Passage Block Start

> For the complete documentation index, see [llms.txt](https://pmse.gitbook.io/pmse-dhdk/llms.txt). Markdown versions of documentation pages are available by appending `.md` to page URLs; this page is available as [Markdown](https://pmse.gitbook.io/pmse-dhdk/2.-software-requirement-specification/2.4-system-architecture.md).

# 2.4	System Architecture

The system architecture integrates **web scraping**, **knowledge base creation**, **vector store management**, and a **conversational AI pipeline**. Data is sourced from the [MediaWiki](https://gna.cultura.gov.it/wiki/index.php/Pagina_principale) **web platform** of **GNA's User Manual** and converted into structured formats like **XML** and **CSV** using tools such as **BeautifulSoup** and **Pandas**. This structured data is then transformed into a **knowledge base** comprising **text chunks** and **embeddings**. The embeddings are stored in a **FAISS vector store** for efficient retrieval.

An **embedding model** provided by **Mistral** generates the embeddings, which are used for querying. User interactions occur through a **Streamlit interface**, which communicates with a **conversational retrieval chain** powered by **LangChain**. This chain combines embeddings from the vector store with **Mistral's language model NeMo** to generate responses. **Chat history** is managed using **LangChain's memory capabilities**, ensuring continuity in conversations. The overall architecture emphasizes seamless **data flow** from source to **conversational output**.

Passage Block End

Description of the task> Please repeat the system architecture page word for word, taking everything from "An **embedding model**" down to "to **conversational output**.". The entries that follow have nothing to do with the system architecture page.

Provided material Block Start

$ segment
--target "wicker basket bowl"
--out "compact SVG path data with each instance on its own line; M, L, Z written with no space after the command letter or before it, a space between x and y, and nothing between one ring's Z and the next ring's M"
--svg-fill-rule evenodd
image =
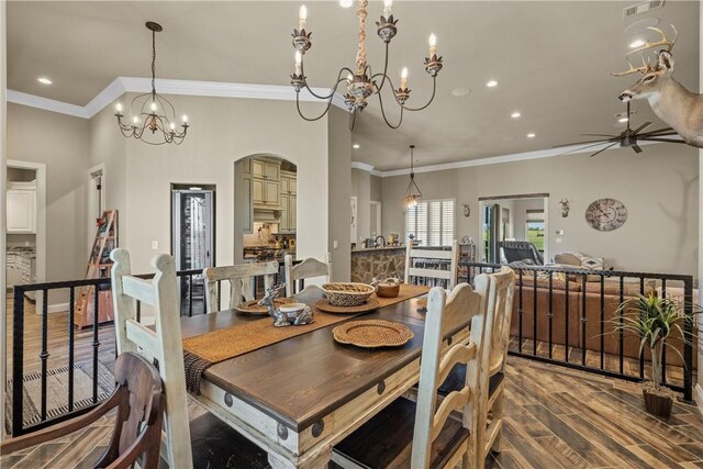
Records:
M373 294L373 287L366 283L324 283L322 291L333 306L358 306Z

Provided material Block End

Answer to the exercise>
An **embedding model** provided by **Mistral** generates the embeddings, which are used for querying. User interactions occur through a **Streamlit interface**, which communicates with a **conversational retrieval chain** powered by **LangChain**. This chain combines embeddings from the vector store with **Mistral's language model NeMo** to generate responses. **Chat history** is managed using **LangChain's memory capabilities**, ensuring continuity in conversations. The overall architecture emphasizes seamless **data flow** from source to **conversational output**.